Aim:
Using the entries below, quote exactly the span of lines that begins with the line containing "the car taillight" and ends with the final line.

Items listed in a dataset
*****
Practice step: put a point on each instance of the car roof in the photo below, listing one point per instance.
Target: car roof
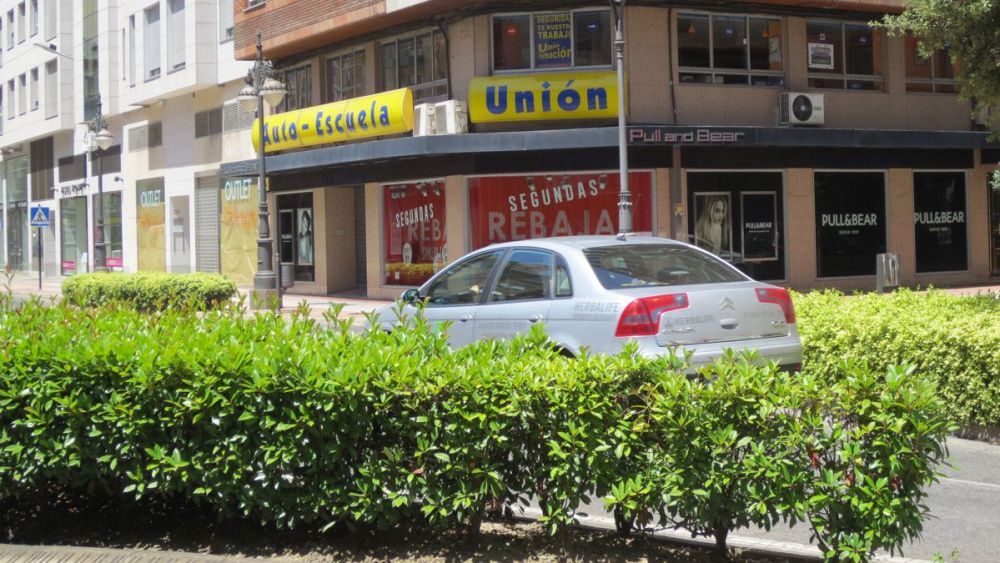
(587, 241)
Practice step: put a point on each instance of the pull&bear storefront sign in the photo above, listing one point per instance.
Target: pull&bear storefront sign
(537, 97)
(503, 208)
(386, 113)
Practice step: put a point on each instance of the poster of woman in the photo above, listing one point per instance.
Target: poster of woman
(713, 227)
(305, 239)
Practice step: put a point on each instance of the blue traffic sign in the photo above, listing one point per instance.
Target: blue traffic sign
(40, 217)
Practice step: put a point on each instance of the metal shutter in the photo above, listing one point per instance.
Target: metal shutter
(206, 220)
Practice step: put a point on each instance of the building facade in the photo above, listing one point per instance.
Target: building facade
(798, 143)
(164, 74)
(795, 141)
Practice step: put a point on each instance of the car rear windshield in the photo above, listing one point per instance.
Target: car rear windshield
(640, 265)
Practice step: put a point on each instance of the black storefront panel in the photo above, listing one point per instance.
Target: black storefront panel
(850, 222)
(939, 221)
(739, 217)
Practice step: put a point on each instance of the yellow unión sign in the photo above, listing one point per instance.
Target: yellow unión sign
(535, 97)
(379, 114)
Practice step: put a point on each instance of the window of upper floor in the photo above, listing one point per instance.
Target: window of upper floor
(845, 56)
(730, 49)
(552, 40)
(298, 86)
(933, 74)
(225, 20)
(207, 123)
(418, 61)
(21, 16)
(151, 42)
(345, 76)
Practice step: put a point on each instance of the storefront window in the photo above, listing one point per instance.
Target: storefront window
(939, 221)
(552, 40)
(415, 242)
(503, 208)
(151, 225)
(738, 216)
(113, 230)
(73, 235)
(845, 56)
(296, 238)
(716, 49)
(850, 222)
(935, 73)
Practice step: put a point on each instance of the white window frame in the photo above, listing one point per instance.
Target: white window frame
(151, 44)
(176, 36)
(226, 34)
(433, 84)
(531, 17)
(747, 72)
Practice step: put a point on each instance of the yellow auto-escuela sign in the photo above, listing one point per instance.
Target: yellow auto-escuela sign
(358, 118)
(535, 97)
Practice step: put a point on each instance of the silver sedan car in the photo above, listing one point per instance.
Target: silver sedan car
(598, 292)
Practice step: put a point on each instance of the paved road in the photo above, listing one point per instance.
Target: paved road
(965, 513)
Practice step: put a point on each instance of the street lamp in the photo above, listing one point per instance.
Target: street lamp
(624, 195)
(263, 86)
(99, 138)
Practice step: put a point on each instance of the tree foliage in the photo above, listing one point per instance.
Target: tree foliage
(970, 30)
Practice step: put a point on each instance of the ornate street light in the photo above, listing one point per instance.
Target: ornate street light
(263, 86)
(624, 195)
(99, 138)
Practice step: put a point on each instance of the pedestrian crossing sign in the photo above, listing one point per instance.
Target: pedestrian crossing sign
(40, 217)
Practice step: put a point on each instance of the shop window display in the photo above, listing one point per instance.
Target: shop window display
(415, 242)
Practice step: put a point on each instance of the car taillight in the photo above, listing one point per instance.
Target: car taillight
(779, 297)
(642, 316)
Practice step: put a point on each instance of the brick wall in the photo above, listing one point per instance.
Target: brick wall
(289, 26)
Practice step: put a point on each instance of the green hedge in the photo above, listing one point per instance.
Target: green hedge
(149, 291)
(303, 426)
(953, 339)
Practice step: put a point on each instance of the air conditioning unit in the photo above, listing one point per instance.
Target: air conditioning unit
(984, 113)
(451, 118)
(423, 120)
(795, 108)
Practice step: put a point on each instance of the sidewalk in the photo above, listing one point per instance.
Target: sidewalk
(25, 284)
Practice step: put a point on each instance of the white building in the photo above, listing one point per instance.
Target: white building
(163, 74)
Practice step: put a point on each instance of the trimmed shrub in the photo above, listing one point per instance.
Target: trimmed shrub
(953, 340)
(149, 291)
(297, 425)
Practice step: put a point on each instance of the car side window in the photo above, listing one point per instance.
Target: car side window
(526, 275)
(564, 285)
(463, 284)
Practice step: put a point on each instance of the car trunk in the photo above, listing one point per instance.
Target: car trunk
(718, 313)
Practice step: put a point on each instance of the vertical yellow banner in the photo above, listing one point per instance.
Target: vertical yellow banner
(238, 230)
(151, 220)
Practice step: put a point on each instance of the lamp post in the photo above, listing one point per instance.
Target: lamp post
(99, 138)
(624, 195)
(263, 86)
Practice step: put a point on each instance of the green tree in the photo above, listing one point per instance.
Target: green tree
(970, 30)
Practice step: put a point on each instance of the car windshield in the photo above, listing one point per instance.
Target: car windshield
(640, 265)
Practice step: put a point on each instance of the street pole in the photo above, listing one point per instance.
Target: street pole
*****
Exercise output:
Practice step: put a point on each instance of the car taillight in the photo above, listing one point per instance.
Target: car taillight
(779, 297)
(642, 316)
Practice step: put a point on each instance of the brick wall in the photo above, listing one point per instance.
Target: brick wall
(289, 26)
Practice step: put a point on each instance of the green hedge in the photo above, listing one point per instance.
Target: green hedge
(149, 291)
(303, 426)
(953, 339)
Practice step: put a point on each instance of the air conditioning unit in the photo above, listing one point per instance.
Target: air conditioning unit
(984, 113)
(451, 118)
(423, 120)
(795, 108)
Practice step: put a point on each instance of the sidewalk in the photo above, listing one point per instance.
Target: sidewalk
(25, 284)
Practice step: put a point on each instance of the white building in the photo above, listing one point per instance.
Target: white building
(163, 74)
Practice step: put a point on each instance of the trimmed shrub in the photo above, listing one point per instance.
Target: trimmed shrub
(953, 340)
(149, 291)
(297, 425)
Practice step: put a point on each instance of the car side window in the photo above, listing one point per instance.
Target: car side window
(526, 275)
(564, 285)
(463, 284)
Practice step: put a point on each instance of the car trunk in the photo above, listing one point per instance.
Target: car trunk
(718, 313)
Practice step: put a point on each instance of the vertical yellow banner in the photo above, listing one point per instance.
Target: vertical yellow banner
(238, 230)
(151, 220)
Practice step: put a point on each instance of the lamp post in the photo above, listing one point per instance.
Target: lamp post
(99, 138)
(624, 195)
(263, 86)
Practice step: put a point on each instance of the green tree in the photo above, listing one point per instance.
Target: green tree
(970, 30)
Practice step: put a point on each instance of the car windshield in the photo above, listing one point per instance.
Target: car windshield
(640, 265)
Practice step: put a point on each instance of the street pole in the photo above, listing one point per instance.
Target: street pole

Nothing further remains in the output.